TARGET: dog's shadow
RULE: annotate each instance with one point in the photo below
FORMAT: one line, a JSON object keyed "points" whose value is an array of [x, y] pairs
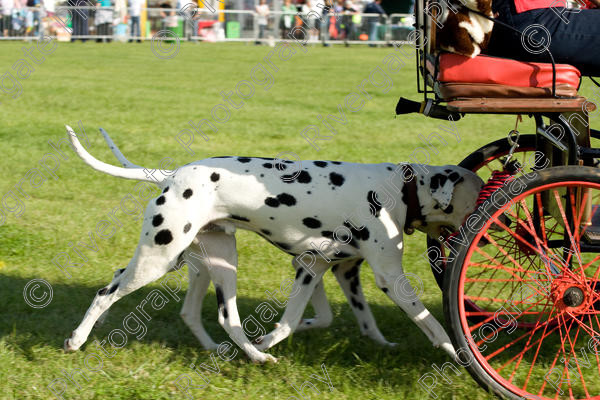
{"points": [[25, 327]]}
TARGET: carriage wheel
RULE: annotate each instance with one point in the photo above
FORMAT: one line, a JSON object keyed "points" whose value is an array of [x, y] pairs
{"points": [[540, 338], [482, 161]]}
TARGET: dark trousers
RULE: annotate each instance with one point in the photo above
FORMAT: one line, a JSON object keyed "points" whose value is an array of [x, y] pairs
{"points": [[573, 36]]}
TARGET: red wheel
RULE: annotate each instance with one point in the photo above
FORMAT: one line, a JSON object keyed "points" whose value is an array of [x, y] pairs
{"points": [[530, 264], [482, 161]]}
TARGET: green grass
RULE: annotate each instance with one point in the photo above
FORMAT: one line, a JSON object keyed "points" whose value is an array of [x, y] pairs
{"points": [[143, 102]]}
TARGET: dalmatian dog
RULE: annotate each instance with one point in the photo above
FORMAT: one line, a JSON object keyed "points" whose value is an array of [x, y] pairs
{"points": [[346, 272], [304, 214]]}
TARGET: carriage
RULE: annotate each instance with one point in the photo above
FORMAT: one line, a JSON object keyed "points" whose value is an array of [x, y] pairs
{"points": [[521, 278]]}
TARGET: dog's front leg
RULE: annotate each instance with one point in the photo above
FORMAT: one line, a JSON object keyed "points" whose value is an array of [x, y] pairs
{"points": [[222, 253], [302, 290]]}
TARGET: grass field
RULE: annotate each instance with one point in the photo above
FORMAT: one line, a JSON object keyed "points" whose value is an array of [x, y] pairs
{"points": [[143, 102]]}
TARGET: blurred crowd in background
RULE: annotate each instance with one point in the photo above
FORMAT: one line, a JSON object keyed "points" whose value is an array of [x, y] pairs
{"points": [[261, 21]]}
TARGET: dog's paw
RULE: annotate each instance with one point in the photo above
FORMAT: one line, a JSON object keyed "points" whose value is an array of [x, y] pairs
{"points": [[68, 346], [262, 358]]}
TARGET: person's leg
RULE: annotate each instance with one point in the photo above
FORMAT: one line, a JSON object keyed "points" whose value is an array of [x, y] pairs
{"points": [[573, 36]]}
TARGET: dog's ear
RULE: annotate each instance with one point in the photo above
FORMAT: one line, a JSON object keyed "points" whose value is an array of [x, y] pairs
{"points": [[442, 187]]}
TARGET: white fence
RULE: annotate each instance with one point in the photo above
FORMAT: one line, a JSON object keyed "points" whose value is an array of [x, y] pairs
{"points": [[109, 23]]}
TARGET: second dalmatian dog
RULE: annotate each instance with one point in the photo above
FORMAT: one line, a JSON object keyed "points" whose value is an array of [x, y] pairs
{"points": [[310, 213]]}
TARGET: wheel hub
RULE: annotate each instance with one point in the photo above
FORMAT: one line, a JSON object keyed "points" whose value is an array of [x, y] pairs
{"points": [[573, 297], [570, 295]]}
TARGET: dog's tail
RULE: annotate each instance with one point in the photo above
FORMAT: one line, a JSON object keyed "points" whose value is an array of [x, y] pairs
{"points": [[117, 152], [131, 172]]}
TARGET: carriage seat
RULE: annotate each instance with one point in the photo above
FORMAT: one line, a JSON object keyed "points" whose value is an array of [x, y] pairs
{"points": [[493, 77]]}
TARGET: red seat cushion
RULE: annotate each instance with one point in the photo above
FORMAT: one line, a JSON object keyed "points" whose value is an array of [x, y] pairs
{"points": [[504, 71]]}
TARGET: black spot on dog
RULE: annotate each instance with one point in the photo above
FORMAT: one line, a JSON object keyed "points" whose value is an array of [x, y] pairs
{"points": [[157, 220], [327, 234], [375, 206], [362, 234], [106, 290], [312, 223], [351, 273], [437, 181], [302, 177], [272, 202], [221, 301], [307, 279], [356, 304], [286, 199], [354, 285], [163, 237], [336, 179], [284, 246]]}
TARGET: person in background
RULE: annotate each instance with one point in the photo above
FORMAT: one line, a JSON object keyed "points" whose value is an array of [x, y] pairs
{"points": [[135, 10], [262, 19], [33, 18], [350, 11], [373, 22], [287, 18], [574, 34], [79, 19], [104, 19], [7, 6]]}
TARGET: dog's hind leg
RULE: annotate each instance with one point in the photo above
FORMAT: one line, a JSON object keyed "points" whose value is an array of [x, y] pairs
{"points": [[191, 312], [102, 317], [222, 253], [302, 290], [323, 315], [347, 274], [390, 278]]}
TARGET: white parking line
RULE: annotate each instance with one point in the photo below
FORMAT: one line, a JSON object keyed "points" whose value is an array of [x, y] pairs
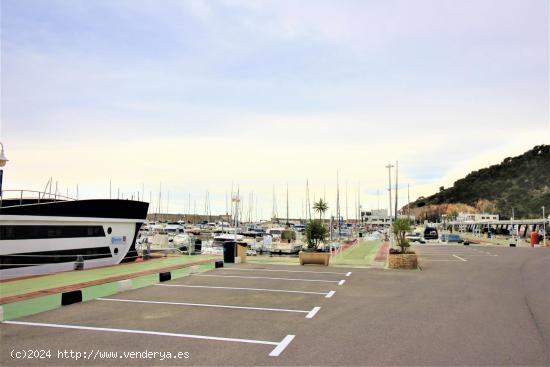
{"points": [[313, 312], [439, 260], [486, 255], [279, 346], [327, 295], [239, 276], [204, 305], [287, 271]]}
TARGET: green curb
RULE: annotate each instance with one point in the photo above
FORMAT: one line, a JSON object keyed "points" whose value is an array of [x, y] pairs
{"points": [[15, 310]]}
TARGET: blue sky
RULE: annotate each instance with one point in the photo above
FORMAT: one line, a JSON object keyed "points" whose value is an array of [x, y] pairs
{"points": [[445, 87]]}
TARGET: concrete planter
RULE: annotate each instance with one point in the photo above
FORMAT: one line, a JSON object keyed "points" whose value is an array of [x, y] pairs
{"points": [[320, 258], [402, 261]]}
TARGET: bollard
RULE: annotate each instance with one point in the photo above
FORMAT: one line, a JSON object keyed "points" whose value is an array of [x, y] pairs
{"points": [[165, 276], [68, 298]]}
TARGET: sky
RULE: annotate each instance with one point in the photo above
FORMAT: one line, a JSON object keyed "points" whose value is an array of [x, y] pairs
{"points": [[201, 96]]}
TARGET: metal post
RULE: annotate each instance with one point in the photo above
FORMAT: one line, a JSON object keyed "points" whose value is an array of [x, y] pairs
{"points": [[389, 167], [396, 184], [543, 228]]}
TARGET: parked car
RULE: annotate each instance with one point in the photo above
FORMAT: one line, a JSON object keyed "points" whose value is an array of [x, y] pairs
{"points": [[451, 237], [414, 237], [430, 233]]}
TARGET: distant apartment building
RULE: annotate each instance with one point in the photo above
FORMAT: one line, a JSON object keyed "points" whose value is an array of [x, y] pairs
{"points": [[468, 217], [375, 217]]}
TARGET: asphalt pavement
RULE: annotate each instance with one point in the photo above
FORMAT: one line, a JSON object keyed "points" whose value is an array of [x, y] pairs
{"points": [[476, 305]]}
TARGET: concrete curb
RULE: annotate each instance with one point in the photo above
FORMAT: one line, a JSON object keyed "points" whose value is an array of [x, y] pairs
{"points": [[31, 306]]}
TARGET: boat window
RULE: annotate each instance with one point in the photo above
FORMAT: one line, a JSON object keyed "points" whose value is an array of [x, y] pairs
{"points": [[52, 257], [22, 232]]}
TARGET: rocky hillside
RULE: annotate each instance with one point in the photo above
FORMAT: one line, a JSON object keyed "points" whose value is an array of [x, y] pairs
{"points": [[521, 182]]}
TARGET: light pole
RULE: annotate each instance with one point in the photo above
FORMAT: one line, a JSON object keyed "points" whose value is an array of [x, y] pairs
{"points": [[543, 228], [389, 167], [3, 161]]}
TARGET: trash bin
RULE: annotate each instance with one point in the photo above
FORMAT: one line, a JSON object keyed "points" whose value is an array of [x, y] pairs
{"points": [[229, 252], [241, 251], [197, 248], [534, 238]]}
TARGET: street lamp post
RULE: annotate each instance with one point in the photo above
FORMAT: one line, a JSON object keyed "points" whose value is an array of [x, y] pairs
{"points": [[389, 167], [3, 161], [543, 228]]}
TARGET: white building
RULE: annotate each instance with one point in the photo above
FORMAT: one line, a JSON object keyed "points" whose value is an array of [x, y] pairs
{"points": [[479, 217], [375, 217]]}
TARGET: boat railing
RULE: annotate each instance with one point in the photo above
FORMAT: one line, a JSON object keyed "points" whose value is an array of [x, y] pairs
{"points": [[33, 195]]}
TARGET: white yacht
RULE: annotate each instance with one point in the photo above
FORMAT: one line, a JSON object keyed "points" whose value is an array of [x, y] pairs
{"points": [[46, 235]]}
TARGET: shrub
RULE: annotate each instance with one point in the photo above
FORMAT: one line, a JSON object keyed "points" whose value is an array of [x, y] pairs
{"points": [[400, 228], [316, 233], [288, 235]]}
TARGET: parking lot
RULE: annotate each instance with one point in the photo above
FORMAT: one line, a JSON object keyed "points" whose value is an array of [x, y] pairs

○ ○ ○

Tally the lines of the listing above that contain the word "seat" and state the result as a bare number.

2